__SOURCE PASSAGE__:

• • • • • • •

Monday, February 10

You can also download a PDF copy of this lecture.

Mathematical (statistical) models make assumptions, and results (statistical inferences) based on the models are derived using those assumptions.

Example: Assume that an object is a cone. It can be shown (with a little calculus) that \[ \text{V} = \pi r^2 h/3 \ \ \ \text{and} \ \ \ \text{A} = \pi r \left(r + \sqrt{r^2 + h^2}\right), \] based on the assumption that the object is a cone.

• • • • • • •

__SUPPLIED ENTRIES__:
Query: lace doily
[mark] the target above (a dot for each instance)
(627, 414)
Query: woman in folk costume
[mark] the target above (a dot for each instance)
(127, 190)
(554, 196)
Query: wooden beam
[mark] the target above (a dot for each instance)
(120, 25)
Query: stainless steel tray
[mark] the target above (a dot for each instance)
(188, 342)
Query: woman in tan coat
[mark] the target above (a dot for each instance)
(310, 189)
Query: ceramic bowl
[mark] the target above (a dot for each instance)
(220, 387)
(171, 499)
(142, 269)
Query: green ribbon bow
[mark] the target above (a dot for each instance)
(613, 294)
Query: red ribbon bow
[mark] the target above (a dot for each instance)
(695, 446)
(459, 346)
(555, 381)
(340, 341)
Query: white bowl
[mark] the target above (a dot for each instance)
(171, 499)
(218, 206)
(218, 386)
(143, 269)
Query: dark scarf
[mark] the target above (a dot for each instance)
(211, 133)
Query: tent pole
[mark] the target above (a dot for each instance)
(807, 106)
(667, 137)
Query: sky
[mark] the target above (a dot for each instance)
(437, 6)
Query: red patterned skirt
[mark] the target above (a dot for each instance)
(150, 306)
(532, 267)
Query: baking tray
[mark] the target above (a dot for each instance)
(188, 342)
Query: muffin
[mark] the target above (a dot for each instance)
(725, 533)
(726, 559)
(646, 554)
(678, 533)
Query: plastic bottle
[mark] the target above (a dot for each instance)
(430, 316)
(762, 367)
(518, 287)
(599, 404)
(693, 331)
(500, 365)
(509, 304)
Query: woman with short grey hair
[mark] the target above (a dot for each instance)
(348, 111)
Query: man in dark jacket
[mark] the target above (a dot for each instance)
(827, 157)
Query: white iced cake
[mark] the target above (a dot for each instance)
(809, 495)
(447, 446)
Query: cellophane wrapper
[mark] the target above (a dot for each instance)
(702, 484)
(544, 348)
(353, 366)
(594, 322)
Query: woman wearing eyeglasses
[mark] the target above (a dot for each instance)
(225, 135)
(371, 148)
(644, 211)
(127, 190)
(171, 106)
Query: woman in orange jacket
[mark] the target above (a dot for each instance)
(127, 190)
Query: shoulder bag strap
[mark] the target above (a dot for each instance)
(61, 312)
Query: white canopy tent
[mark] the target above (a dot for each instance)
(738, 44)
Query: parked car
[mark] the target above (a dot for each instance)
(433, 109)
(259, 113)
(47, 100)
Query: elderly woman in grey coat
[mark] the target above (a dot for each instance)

• • • • • • •

__EXERCISE TASKS__:
**A)** In the lecture excerpt on statistical models, what shape does the example assume the object has?
**B)** Continue the lecture excerpt on statistical models, starting right after its cone example.
None of the records are needed here.

__ANSWER LIST__:
**A)** A cone.

**B)**
“All models are wrong but some are useful.’’ — George E. P. Box

Implicit Assumptions of Linear and Nonlinear Regression

Discussions of assumptions are based on an alternative representation of a regression model. A linear model can be written as \[ Y_i = \beta_0 + \beta_1 x_{i1} + \beta_2 x_{i2} + \cdots + \beta_k x_{ik} + \epsilon_i, \] and a nonlinear model can be written as \[ Y_i = f(x_{i1},x_{i2},\dots,x_{ik}) + \epsilon_i, \] where the linear model with \[ f(x_{i1}, x_{i2}, \dots, x_{ik}) = \beta_0 + \beta_1 x_{i1} + \beta_2 x_{i2} + \cdots + \beta_k x_{ik} \] is a special case.

There are four implicit assumptions about \(\epsilon_i\) that go into the derivation of routine/default methods for making inferences concerning the model.

\(E(\epsilon_i) = 0\) for all \(i\).
\(Var(\epsilon_i) = \sigma^2\) for all \(i\).
\(Cov(\epsilon_i, \epsilon_{i'}) = 0\) for all \(i \neq i'\).
Each \(\epsilon_i\) has a normal distribution.

How should we approach each assumption?

How do we define each assumption?
What are the consequences if the assumption is (very) wrong?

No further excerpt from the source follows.